- EXERCISE DETAILS -
Rewrite all the records below, replacing every "labeling batch" with "annotation batch" and leaving everything else as it is.

#### ENTRIES

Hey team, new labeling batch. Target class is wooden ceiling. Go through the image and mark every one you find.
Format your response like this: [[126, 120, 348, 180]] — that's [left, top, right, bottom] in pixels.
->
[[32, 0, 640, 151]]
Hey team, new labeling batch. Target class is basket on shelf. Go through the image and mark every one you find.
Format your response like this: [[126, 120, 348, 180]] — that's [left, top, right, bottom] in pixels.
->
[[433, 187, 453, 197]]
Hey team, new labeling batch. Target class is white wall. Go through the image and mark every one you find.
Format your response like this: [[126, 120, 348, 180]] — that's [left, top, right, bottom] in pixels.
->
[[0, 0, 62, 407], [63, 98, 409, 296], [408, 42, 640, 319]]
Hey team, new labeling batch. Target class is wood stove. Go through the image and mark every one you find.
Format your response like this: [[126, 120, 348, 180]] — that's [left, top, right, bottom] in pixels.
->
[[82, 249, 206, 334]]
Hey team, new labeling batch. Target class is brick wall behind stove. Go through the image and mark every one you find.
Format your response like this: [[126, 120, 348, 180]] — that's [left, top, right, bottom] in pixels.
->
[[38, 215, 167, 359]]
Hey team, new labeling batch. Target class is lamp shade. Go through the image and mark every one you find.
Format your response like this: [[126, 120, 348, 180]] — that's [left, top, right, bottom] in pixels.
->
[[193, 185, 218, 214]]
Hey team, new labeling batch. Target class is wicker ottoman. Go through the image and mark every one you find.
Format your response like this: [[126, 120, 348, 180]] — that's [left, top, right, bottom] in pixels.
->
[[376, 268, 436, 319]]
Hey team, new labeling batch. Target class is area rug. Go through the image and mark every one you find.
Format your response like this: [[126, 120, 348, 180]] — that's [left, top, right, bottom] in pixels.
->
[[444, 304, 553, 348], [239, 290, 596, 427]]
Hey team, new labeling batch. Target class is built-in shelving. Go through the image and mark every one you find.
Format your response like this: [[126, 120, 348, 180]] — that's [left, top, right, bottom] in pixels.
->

########

- RESULT FOR THIS EXERCISE -
Hey team, new annotation batch. Target class is wooden ceiling. Go through the image and mark every one you find.
Format your response like this: [[126, 120, 348, 180]] — that's [left, top, right, bottom] in pixels.
->
[[32, 0, 640, 151]]
Hey team, new annotation batch. Target class is basket on shelf. Go through the image and mark every one you find.
Format your response like this: [[126, 120, 348, 180]] — that's [left, top, right, bottom] in pixels.
->
[[433, 187, 453, 197]]
Hey team, new annotation batch. Target class is white wall. Go through the image and mark every one you find.
Format your response like this: [[126, 120, 348, 180]] — that's [left, top, right, bottom] in pixels.
->
[[0, 0, 62, 407], [63, 98, 409, 296], [408, 42, 640, 319]]
Hey team, new annotation batch. Target class is wood stove. Go through the image and mark every one you find.
Format your response like this: [[126, 120, 348, 180]] — that's [left, top, right, bottom] in pixels.
->
[[82, 249, 206, 334]]
Hey team, new annotation batch. Target class is brick wall behind stove. Go through the image and mark every one you find.
Format your response like this: [[126, 120, 348, 180]] — that's [left, top, right, bottom] in pixels.
->
[[38, 215, 167, 359]]
Hey team, new annotation batch. Target class is lamp shade. Go through the image and mark every one you find.
Format your response like this: [[126, 120, 348, 180]] — that's [left, top, right, bottom] in pixels.
->
[[193, 185, 218, 214]]
Hey team, new annotation batch. Target class is wicker ottoman. Go through the image and mark every one you find.
Format your response like this: [[126, 120, 348, 180]] — that's [left, top, right, bottom] in pixels.
->
[[376, 268, 436, 319]]
Hey team, new annotation batch. Target class is area rug. Go through the image and mark every one you find.
Format your response like this: [[126, 120, 348, 180]] — that's [left, top, right, bottom] in pixels.
->
[[444, 304, 553, 348], [239, 290, 596, 427]]
Hey team, new annotation batch. Target class is built-in shelving. Go through the image and mark every one you find.
Format your response like this: [[126, 120, 348, 180]] — that's [left, top, right, bottom] in pixels.
->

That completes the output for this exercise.